TEXT SHOWN >>
::::::::::

Call 0845 485 1219

Chris Simmance

Technical Tips To Avoid A Duplicate Content Penalty

12th Mar 2013 SEO | 23 Comments


Content DuplicationSince Google’s most recent Panda algorithm updates they have become more adept at penalising sites where the quality and quantity of content is poor. This has been evident more so on minimalist sites that provide more rich images than content, but has also affected sites that have limited content for the user above the fold of the page.

The update is also continually penalising sites where their content is duplicated across their own site and the Web itself. In this blog post I aim to give you some good technical tips that could help you combat any instances of content duplication on your site. I will also explain a few best practices that you should apply to your site regarding content presentation and promotion.

Simply put, the best way to deal with content duplication is to remove it (or not create it in the first place). Sometimes though although some content is duplicated it needs to stay live for the users benefit. If that’s the case and the content has to stay as it is for the user then the tips below can help prevent search engines picking up on the duplication and penalising it.

::::::::::

Records of marked points
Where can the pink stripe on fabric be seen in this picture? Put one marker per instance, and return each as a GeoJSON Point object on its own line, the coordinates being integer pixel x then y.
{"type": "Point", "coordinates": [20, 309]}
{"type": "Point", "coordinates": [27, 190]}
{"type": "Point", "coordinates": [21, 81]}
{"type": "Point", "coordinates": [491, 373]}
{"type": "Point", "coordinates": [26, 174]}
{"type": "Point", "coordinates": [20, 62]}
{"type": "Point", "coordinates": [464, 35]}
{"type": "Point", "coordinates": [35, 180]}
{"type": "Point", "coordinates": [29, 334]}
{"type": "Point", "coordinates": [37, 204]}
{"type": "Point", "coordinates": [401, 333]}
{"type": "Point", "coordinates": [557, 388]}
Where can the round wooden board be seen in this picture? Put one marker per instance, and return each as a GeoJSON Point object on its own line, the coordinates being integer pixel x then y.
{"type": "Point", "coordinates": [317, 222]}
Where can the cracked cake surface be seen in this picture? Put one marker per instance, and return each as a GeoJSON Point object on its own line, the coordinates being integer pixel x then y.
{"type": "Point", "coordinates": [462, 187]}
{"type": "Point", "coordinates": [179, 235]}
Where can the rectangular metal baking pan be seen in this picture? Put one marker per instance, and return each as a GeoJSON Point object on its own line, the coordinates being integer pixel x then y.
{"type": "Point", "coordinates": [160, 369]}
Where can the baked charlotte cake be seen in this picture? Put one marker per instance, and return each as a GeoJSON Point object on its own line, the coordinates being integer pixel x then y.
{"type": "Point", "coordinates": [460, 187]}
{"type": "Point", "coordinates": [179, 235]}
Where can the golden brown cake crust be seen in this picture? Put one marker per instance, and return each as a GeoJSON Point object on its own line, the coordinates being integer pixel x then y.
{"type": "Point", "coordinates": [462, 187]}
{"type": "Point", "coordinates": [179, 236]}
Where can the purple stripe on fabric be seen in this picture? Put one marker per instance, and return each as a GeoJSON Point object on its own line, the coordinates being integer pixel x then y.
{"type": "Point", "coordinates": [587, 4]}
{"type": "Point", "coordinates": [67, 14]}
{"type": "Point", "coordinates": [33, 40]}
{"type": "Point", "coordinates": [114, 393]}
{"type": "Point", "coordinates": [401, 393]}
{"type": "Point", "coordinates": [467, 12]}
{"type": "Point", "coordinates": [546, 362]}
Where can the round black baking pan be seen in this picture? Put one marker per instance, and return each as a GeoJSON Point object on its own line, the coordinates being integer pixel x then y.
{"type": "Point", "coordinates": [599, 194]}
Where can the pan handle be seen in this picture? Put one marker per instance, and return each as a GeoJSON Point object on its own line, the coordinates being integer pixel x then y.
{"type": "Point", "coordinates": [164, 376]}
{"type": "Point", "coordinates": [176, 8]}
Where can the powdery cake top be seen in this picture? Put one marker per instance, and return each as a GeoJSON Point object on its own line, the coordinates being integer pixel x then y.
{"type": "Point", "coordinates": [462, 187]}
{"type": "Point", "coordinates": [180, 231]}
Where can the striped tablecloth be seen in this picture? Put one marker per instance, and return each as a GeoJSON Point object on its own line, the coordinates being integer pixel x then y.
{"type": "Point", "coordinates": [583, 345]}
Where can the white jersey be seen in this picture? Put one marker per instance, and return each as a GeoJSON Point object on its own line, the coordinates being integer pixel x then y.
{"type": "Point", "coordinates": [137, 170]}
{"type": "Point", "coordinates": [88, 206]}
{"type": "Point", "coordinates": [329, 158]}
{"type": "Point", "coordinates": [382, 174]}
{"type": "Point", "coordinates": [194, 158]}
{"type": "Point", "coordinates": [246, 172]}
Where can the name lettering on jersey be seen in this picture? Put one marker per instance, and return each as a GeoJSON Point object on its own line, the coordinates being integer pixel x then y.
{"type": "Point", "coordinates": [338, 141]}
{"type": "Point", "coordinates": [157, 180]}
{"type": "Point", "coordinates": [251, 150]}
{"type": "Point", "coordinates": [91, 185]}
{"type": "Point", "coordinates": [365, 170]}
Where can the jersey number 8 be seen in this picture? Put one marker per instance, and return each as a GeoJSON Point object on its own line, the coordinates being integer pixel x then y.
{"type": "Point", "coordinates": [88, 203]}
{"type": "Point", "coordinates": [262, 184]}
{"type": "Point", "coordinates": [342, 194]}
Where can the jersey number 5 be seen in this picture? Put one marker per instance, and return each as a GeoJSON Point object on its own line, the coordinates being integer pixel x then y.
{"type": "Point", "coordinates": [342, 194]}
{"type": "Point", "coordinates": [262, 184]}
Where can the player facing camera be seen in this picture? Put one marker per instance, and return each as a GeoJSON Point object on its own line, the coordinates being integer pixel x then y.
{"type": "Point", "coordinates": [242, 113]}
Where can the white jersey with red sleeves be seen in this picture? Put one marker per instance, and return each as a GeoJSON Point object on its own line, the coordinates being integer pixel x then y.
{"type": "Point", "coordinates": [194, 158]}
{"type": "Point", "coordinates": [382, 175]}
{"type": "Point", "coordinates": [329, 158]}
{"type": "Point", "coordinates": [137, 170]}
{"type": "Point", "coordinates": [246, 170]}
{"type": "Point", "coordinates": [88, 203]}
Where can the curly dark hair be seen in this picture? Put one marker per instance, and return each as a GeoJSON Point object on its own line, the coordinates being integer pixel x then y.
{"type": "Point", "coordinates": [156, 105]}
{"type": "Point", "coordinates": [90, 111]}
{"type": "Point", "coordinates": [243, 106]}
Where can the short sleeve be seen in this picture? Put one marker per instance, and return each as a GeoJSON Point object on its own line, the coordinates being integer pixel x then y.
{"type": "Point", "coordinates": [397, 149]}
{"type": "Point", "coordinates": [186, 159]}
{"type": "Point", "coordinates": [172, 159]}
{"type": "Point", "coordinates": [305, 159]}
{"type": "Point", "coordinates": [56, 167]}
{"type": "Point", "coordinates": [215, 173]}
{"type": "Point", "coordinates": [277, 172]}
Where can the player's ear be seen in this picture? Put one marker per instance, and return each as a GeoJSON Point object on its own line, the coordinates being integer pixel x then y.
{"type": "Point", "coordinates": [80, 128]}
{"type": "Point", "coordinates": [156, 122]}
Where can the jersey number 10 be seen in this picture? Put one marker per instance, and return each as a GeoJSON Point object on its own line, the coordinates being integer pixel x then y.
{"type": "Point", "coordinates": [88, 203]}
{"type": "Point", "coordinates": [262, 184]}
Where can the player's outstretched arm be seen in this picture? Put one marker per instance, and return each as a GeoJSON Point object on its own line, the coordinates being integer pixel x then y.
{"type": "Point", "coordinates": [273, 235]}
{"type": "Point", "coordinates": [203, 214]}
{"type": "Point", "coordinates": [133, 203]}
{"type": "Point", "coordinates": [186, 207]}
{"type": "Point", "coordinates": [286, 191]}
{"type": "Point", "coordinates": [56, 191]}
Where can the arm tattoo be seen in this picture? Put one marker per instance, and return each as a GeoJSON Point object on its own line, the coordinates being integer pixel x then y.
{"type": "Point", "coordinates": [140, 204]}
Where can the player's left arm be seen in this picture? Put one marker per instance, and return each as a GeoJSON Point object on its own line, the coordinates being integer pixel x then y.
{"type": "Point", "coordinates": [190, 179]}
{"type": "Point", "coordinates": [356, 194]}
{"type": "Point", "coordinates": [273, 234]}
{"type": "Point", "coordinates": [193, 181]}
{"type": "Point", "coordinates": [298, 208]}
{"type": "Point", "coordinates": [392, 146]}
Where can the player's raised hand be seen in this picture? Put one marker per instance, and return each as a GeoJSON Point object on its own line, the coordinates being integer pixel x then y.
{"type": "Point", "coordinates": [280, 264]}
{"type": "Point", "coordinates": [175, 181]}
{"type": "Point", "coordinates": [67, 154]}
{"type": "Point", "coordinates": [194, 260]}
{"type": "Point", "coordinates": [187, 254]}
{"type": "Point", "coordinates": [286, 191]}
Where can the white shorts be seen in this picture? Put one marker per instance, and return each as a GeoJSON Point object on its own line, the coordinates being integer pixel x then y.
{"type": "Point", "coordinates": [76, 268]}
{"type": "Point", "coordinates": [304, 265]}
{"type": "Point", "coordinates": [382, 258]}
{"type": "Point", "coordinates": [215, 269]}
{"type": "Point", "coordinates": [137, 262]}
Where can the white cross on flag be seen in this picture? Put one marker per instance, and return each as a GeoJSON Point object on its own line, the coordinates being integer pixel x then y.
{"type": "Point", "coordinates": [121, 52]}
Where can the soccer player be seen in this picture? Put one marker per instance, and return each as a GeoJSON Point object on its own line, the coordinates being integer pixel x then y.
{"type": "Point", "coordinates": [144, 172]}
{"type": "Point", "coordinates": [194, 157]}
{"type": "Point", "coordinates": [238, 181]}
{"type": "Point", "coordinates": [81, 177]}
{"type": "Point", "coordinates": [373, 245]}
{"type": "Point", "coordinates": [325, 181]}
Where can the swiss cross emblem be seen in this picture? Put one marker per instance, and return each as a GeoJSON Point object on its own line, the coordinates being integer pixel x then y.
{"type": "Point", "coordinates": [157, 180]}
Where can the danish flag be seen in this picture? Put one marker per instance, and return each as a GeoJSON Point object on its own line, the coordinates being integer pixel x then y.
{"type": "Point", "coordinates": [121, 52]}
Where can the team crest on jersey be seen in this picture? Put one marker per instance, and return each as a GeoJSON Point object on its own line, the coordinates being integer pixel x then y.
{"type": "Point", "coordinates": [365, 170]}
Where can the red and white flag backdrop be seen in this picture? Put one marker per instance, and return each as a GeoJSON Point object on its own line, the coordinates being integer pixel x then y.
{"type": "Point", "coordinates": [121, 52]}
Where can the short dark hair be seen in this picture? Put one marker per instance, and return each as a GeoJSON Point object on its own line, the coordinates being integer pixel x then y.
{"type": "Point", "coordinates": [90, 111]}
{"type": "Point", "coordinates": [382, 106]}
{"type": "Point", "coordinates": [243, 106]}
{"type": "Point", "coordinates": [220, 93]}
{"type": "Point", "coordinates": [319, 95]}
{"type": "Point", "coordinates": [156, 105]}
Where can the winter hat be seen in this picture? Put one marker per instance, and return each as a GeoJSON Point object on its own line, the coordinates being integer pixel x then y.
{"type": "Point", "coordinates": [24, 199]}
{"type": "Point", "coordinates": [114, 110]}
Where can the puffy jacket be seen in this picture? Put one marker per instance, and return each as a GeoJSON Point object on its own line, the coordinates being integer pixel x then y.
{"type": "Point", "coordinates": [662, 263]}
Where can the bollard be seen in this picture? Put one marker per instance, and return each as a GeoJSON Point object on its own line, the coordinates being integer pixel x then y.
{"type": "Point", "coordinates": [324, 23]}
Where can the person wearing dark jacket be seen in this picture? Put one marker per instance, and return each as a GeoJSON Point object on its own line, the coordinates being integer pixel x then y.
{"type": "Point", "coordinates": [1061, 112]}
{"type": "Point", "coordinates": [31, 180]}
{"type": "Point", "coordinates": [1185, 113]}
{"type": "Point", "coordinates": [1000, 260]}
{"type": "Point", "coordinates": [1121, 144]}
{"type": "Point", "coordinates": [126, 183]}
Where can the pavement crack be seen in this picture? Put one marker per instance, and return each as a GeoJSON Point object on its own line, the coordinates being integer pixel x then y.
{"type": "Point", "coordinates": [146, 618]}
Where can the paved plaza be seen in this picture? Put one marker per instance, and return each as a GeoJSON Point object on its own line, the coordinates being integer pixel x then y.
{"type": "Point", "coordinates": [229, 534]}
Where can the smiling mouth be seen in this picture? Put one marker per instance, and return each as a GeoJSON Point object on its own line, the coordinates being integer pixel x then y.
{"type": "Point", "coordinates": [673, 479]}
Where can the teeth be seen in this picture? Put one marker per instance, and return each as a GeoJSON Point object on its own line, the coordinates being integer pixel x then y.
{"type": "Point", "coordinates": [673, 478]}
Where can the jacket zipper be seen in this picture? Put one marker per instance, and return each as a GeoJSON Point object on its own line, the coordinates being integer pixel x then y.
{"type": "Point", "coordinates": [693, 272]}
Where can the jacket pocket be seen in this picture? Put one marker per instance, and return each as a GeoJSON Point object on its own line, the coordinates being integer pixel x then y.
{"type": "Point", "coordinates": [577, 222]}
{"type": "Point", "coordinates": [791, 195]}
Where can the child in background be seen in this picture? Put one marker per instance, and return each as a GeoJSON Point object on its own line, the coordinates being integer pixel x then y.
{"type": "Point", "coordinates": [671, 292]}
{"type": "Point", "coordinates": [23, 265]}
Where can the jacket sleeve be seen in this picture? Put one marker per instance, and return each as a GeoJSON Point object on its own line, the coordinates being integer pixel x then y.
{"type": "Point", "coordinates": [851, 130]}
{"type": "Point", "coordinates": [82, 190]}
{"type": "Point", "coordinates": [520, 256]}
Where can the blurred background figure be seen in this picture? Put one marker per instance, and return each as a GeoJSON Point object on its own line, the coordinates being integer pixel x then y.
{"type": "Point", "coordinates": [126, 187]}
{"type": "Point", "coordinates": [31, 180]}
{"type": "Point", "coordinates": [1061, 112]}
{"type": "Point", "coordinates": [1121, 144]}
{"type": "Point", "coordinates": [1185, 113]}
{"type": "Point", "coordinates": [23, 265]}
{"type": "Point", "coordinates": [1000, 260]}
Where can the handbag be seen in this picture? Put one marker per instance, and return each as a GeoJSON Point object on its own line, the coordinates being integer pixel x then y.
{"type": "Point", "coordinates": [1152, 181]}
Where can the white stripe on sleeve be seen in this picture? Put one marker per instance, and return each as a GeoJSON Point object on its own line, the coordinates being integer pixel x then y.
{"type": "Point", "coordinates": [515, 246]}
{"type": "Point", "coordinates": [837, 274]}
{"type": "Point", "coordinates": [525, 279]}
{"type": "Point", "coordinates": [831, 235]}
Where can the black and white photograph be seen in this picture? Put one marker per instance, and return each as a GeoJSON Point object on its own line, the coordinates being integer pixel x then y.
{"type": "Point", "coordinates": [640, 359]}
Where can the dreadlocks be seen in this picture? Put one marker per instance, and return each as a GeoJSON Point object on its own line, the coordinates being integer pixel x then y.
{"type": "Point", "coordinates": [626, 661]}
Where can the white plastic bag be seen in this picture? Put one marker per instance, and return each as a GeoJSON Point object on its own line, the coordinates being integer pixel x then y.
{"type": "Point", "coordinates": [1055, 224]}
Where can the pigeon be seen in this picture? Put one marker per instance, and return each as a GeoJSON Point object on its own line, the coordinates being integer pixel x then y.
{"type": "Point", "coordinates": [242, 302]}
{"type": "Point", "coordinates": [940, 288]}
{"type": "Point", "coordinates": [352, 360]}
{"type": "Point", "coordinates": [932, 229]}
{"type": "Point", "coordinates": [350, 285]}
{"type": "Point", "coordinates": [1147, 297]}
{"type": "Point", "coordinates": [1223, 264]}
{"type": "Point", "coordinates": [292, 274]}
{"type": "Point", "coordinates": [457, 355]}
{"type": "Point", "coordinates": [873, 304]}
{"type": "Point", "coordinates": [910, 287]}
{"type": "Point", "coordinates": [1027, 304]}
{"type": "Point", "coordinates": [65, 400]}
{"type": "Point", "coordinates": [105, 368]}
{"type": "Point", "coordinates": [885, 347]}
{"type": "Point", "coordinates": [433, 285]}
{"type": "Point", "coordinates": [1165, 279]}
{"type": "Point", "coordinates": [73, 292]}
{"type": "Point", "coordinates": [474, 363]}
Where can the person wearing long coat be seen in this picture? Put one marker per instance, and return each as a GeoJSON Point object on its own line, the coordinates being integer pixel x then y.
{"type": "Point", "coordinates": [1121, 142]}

::::::::::

COMPLETE THE FOLLOWING >>
#1 Find every line in the listing that contains the string "jersey", matching case exactly, and copy each of those lines.
#2 Write the next part of the web page above on avoiding a duplicate content penalty, starting right after its final sentence.

TASK ANSWERS >>
#1
Where can the white jersey be seen in this picture? Put one marker per instance, and return each as a GeoJSON Point object on its own line, the coordinates being integer pixel x then y.
Where can the name lettering on jersey be seen in this picture? Put one marker per instance, and return each as a GeoJSON Point object on its own line, the coordinates being integer pixel x then y.
Where can the jersey number 8 be seen in this picture? Put one marker per instance, and return each as a GeoJSON Point object on its own line, the coordinates being integer pixel x then y.
Where can the jersey number 5 be seen in this picture? Put one marker per instance, and return each as a GeoJSON Point object on its own line, the coordinates being integer pixel x then y.
Where can the white jersey with red sleeves be seen in this picture? Put one marker per instance, and return each as a GeoJSON Point object on its own line, the coordinates being integer pixel x then y.
Where can the jersey number 10 be seen in this picture? Put one marker per instance, and return each as a GeoJSON Point object on its own line, the coordinates being integer pixel x then y.
Where can the team crest on jersey be seen in this picture? Put one marker per instance, and return each as a GeoJSON Point object on its own line, the coordinates being integer pixel x then y.

#2
Robots disallow
This should be used with caution as if you disallow content incorrectly it could result in your entire site or entire sections being removed from the index. This step may also be used in conjunction with the two following tips. Basically, all you need to do is identify the page(s) that are duplicates of other pages and disallow them like the example below;

The page www.mysite.com/home/ contains the same content as the copy it is showing on the page www.mysite.com/ . What you can do is add a disallow into your robots.txt file to tell search engines not to index anything including and after ‘/home/’. Be sure that none of your pages that you want indexed are following ‘/home/’ like ‘/home/important-stuff/’ as that content will also be removed from the index.

Robots
For more information about robots.txt files there is an excellent guest post on the Koozai site here.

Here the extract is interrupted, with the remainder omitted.